━━ Article

25. FINANCIAL RISK MANAGEMENT OBJECTIVES AND POLICIES
Risk management is integral to the whole business of the Group. The Group has a
system of controls in place to create an acceptable balance between the cost of
risks occurring and the cost of managing the risks. Group management
continually monitors the Group's risk management process to ensure that an
appropriate balance between risk and control is achieved. This section provides
details of the Group's exposure to financial risks and describes the methods
used by management to control such risk.
Credit risk
Credit risk is the potential financial loss resulting from the failure of a
customer or counterparty in setting their financial and contractual obligations
to the Company, as and when they fall due. The Company's primary exposure to
credit risk arises through its trade receivables. Other financial assets of the
Company with exposure to credit risk include cash and deposits that are placed
with financial institutions which are regulated.
In order to minimise credit risk, the Group has implemented a tighter credit
policy since 1 January 2008. Credit history and background of new customers are
checked and deposits of 10 percent of sales value are required before goods are
delivered for domestic sales. Credit limits with credit terms of 30 days to 90
days are set for customers and designated staff monitors accounts receivable
and follow-up collection with customers. For overseas sales, all settlements
are through letter of credit.
The Group reviews regularly the recoverable amount of each individual
receivable and adequate provision is made for balance determined to be
unrecoverable.

━━━━
━━ Supplied data

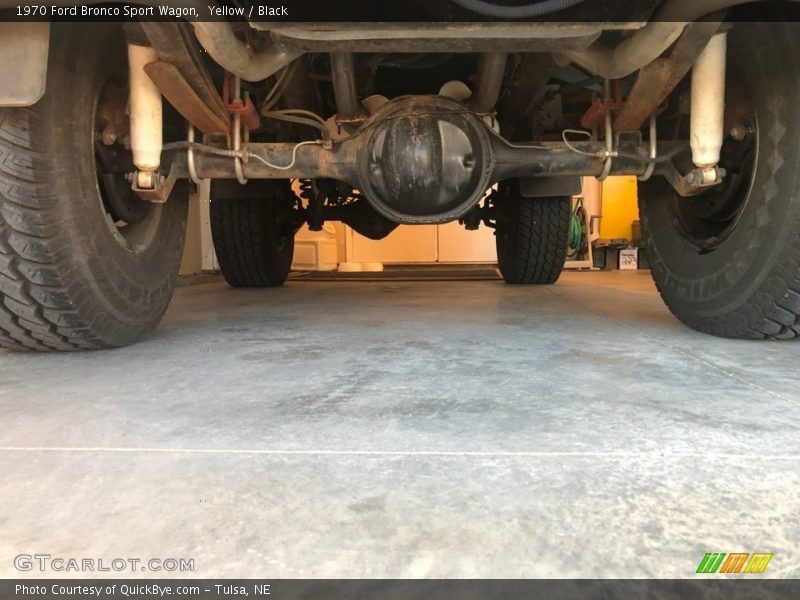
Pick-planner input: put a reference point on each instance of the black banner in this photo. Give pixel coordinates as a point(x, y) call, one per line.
point(320, 589)
point(387, 11)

━━━━

▶ Task requirements
**a.** In the financial risk management section, what deposit is required before goods are delivered for domestic sales?
**b.** Copy the financial risk management section word for word from "In order to" to "letter of credit.".
The lines are not used for anything here.

▶ Results by task
**a.** A deposit of 10 percent of the sales value.

**b.**
In order to minimise credit risk, the Group has implemented a tighter credit
policy since 1 January 2008. Credit history and background of new customers are
checked and deposits of 10 percent of sales value are required before goods are
delivered for domestic sales. Credit limits with credit terms of 30 days to 90
days are set for customers and designated staff monitors accounts receivable
and follow-up collection with customers. For overseas sales, all settlements
are through letter of credit.